(Working data begins)

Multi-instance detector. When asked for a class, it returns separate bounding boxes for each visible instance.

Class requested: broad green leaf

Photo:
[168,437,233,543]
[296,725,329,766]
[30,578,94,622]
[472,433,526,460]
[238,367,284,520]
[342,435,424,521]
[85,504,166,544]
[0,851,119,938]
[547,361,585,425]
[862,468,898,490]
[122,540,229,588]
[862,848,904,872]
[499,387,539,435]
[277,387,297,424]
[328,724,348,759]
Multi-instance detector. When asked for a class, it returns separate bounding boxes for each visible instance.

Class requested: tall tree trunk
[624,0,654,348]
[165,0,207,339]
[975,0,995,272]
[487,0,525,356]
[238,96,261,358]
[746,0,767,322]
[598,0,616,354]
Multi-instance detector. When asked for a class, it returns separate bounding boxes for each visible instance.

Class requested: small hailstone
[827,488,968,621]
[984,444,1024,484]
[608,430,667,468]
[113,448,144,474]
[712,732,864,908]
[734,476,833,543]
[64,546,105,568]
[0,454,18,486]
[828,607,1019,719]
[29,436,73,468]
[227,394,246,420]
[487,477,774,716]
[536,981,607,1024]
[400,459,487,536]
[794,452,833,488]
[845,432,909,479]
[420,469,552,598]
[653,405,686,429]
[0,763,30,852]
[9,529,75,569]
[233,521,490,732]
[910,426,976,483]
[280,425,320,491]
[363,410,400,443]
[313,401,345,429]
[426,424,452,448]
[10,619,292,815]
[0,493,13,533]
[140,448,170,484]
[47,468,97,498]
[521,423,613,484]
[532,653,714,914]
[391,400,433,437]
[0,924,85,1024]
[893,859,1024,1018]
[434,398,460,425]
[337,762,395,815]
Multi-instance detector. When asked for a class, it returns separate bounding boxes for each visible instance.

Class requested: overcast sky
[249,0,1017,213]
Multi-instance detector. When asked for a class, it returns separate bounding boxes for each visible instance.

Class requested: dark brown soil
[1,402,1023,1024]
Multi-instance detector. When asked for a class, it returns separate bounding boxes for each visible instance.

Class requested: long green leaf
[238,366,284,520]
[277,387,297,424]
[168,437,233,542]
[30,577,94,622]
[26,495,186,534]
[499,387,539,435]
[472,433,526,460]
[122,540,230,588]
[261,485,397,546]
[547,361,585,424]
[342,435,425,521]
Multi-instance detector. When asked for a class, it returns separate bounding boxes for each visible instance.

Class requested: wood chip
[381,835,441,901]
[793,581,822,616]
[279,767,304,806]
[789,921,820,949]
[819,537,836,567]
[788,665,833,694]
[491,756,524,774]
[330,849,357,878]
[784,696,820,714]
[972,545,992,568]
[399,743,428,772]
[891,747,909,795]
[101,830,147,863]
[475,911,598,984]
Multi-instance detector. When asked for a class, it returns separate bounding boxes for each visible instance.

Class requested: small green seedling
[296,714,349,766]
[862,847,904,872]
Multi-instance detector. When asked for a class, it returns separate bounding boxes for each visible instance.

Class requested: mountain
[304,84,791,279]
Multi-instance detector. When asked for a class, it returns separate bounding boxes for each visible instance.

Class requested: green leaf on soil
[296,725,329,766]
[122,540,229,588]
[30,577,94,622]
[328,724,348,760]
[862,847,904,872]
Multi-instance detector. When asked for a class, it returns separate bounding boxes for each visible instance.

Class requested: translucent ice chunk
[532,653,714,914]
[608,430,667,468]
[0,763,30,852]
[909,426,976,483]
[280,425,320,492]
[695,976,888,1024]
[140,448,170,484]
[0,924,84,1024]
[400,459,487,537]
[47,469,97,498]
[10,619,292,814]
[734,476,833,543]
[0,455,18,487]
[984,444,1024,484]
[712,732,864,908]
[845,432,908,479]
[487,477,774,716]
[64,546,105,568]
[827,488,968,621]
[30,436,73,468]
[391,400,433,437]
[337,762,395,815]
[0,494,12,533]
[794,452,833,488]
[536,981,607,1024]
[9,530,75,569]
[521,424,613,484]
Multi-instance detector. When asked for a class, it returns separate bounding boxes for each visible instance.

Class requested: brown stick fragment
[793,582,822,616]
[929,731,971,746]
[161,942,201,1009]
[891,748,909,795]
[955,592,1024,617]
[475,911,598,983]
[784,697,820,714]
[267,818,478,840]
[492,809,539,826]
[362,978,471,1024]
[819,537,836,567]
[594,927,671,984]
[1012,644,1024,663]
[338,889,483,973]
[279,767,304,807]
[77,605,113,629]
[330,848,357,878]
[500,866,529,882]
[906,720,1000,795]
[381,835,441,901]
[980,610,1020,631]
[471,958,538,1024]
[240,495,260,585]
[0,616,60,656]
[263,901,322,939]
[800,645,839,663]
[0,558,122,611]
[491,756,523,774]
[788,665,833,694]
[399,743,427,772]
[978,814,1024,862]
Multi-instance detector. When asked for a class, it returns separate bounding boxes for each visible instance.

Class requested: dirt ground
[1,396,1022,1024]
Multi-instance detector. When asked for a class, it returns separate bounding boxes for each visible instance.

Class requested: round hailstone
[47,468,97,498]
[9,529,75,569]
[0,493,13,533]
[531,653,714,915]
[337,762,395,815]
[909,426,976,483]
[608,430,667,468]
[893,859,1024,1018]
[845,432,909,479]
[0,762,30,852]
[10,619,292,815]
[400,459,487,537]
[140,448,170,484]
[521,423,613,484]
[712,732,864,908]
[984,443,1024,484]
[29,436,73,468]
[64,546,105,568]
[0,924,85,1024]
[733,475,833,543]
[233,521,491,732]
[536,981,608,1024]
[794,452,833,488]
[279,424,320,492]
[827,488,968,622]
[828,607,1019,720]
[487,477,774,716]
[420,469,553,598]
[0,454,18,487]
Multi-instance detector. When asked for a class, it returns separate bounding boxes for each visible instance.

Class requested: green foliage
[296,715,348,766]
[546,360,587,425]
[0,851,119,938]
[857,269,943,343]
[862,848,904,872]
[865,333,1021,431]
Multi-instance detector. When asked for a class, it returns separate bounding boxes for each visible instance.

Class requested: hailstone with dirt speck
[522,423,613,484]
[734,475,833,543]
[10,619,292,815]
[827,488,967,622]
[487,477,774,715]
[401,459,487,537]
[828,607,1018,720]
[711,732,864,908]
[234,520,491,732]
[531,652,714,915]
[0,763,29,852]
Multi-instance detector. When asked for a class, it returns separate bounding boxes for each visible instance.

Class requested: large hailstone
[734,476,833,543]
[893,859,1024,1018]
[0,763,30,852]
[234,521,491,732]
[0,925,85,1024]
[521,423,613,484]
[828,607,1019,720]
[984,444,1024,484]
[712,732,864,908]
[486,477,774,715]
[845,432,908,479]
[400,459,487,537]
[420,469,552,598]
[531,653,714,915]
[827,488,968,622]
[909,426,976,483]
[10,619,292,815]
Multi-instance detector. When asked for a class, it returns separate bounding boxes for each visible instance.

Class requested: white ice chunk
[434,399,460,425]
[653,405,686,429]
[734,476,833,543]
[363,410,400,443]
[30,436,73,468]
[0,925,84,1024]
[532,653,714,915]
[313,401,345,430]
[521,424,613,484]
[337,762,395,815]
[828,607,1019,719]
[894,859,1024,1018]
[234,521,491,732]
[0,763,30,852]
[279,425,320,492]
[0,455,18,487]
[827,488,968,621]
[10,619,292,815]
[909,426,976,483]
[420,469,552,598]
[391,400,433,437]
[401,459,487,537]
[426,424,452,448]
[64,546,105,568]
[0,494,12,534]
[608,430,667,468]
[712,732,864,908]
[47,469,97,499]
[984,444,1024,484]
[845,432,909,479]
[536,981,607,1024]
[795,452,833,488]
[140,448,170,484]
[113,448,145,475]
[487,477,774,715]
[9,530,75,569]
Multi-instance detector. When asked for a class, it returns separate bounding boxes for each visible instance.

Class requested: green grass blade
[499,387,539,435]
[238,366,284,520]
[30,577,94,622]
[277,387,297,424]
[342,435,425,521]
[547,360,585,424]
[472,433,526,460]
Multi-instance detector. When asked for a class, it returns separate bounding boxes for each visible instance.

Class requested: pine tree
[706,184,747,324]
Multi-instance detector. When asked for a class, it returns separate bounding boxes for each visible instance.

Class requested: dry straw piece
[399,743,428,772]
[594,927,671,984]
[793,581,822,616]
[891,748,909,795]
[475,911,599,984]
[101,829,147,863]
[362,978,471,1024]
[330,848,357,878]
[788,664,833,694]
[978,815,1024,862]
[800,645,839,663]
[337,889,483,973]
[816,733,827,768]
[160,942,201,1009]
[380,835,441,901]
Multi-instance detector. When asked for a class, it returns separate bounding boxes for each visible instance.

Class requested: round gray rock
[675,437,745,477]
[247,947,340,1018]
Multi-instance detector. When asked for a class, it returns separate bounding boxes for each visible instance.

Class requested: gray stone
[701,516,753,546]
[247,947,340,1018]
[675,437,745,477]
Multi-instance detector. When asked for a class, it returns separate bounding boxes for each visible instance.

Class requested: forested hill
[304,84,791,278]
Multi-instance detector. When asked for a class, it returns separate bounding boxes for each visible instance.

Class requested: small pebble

(Working data ends)

→ **The task**
An exact repeat of the lines from the one containing "Class requested: pine tree" through the final line of the entries is the whole answer.

→ **Task result**
Class requested: pine tree
[706,184,747,324]
Multi-instance detector. When asked for a class, it returns separate bounding boxes for each visible instance.

Class requested: dry straw piece
[399,743,428,772]
[594,927,671,984]
[793,581,822,616]
[891,748,909,795]
[475,911,599,984]
[101,829,147,863]
[362,978,471,1024]
[330,848,357,878]
[788,664,833,694]
[978,815,1024,862]
[800,645,839,663]
[337,889,483,973]
[816,733,827,768]
[160,942,201,1009]
[380,835,441,901]
Multi-instance detector. When asked for a class, it returns separate bounding boxes for each visible instance.

Class requested: round gray rock
[675,437,745,477]
[247,947,340,1018]
Multi-instance detector. When asked for a class, it returns separate bounding boxes for each visible instance.

Class requested: gray stone
[701,516,753,546]
[247,947,340,1018]
[675,437,745,477]
Multi-instance detector. When asked for a class, it returns separate bounding boxes for each visible instance.

Class requested: forested hill
[304,84,791,278]
Multi-instance detector. When asked for a class, it returns separate bounding boxes for each visible instance.

Class requested: small pebble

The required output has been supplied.